GRAND JUNCTION, Colo. (KREX) — Tuesday night at the R-5 High School, during the school board meeting Tom Parrish and George Rau, the leaders of School District 51’s New Affordable Teacher Housing Exploration Committee expressed the issue of affordable housing for teachers in Mesa County.
“What we found as we went through this is that everyone (around Colorado) is providing affordable housing for their employees, whether it’s nurses in hospitals or teachers in schools,” Parrish said. “The big ‘aha’ was, if we don’t do it, we’re going to be behind because everyone else is jumping on this initiative.”
The Affordable Teacher Housing Exploration Committee also includes Abe Herman of the Grand Junction City Council, Christi Reece of the Christi Reece Group, Phil Onofrio, a retired school financial officer, Adam Roy of Headwaters Housing Partners, administrative staff from District 51, Eric Anderson and Gi Woodard-Moon, and community member Lonny White.
The Grand Community Development Committee, Cherry Creek Mortgage, Gunnison Valley Regional Housing Authority, Crested Butte Land Trust, Home Loan Bank, Legacy Appraisals, Colorado Housing and Finance Authority, Mesa County Habitat for Humanity, District 51 Foundation, Headwaters Housing Partners, FCI, Servitas, and the Mesa County Community Development Committee are just a few of the organizations the committee has so far utilized into for greater collaboration.
The committee’s upcoming stages, according to Parrish and Rau’s presentation, are to create a standing committee for teacher and staff housing, develop guidelines for moving forward in a quick and efficient, and accessible way, conduct detailed analyses for teacher and staff housing, and requirements for participation, find land for development, look into construction financing options, establish program parameters, and design and develop projects that maintain long-term affordability.
The District 51 Hawthorne Townhomes at 410 Hill Ave. in Grand Junction served as an example of what potential affordable housing for teachers and employees may like, according to the two.
**********
§ Work instruction:
In the article on School District 51's teacher housing committee, which property did Parrish and Rau present as an example of potential affordable housing for teachers and employees? Base all work solely on the article above.

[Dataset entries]
**********
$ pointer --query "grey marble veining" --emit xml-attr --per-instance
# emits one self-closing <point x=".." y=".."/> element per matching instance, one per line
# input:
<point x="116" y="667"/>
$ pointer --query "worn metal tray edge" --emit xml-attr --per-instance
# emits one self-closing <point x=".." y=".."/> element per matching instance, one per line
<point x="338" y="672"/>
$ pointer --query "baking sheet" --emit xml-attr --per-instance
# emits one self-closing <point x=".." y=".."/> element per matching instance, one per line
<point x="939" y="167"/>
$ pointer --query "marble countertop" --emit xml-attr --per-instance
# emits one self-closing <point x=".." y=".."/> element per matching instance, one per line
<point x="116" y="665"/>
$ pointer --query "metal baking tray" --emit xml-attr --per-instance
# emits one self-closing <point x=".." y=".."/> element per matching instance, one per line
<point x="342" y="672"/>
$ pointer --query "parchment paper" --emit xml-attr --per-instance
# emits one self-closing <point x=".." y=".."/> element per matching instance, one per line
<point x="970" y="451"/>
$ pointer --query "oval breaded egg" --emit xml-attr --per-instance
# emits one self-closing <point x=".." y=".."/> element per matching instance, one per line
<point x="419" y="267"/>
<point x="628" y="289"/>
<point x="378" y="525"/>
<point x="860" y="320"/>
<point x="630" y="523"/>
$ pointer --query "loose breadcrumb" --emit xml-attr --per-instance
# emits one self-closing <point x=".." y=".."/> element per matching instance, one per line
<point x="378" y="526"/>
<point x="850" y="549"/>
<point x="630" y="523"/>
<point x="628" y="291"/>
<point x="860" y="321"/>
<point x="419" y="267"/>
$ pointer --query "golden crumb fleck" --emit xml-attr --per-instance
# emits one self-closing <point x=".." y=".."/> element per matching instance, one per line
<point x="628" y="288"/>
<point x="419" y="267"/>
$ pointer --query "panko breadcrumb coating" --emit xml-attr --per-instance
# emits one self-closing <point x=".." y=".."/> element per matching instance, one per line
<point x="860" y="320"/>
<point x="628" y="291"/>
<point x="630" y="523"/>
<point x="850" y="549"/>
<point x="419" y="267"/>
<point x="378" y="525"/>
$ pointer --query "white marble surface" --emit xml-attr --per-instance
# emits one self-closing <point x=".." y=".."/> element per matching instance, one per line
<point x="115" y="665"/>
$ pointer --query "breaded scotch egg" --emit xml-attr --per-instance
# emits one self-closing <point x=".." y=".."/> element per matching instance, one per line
**********
§ Result of this task:
The District 51 Hawthorne Townhomes at 410 Hill Ave. in Grand Junction.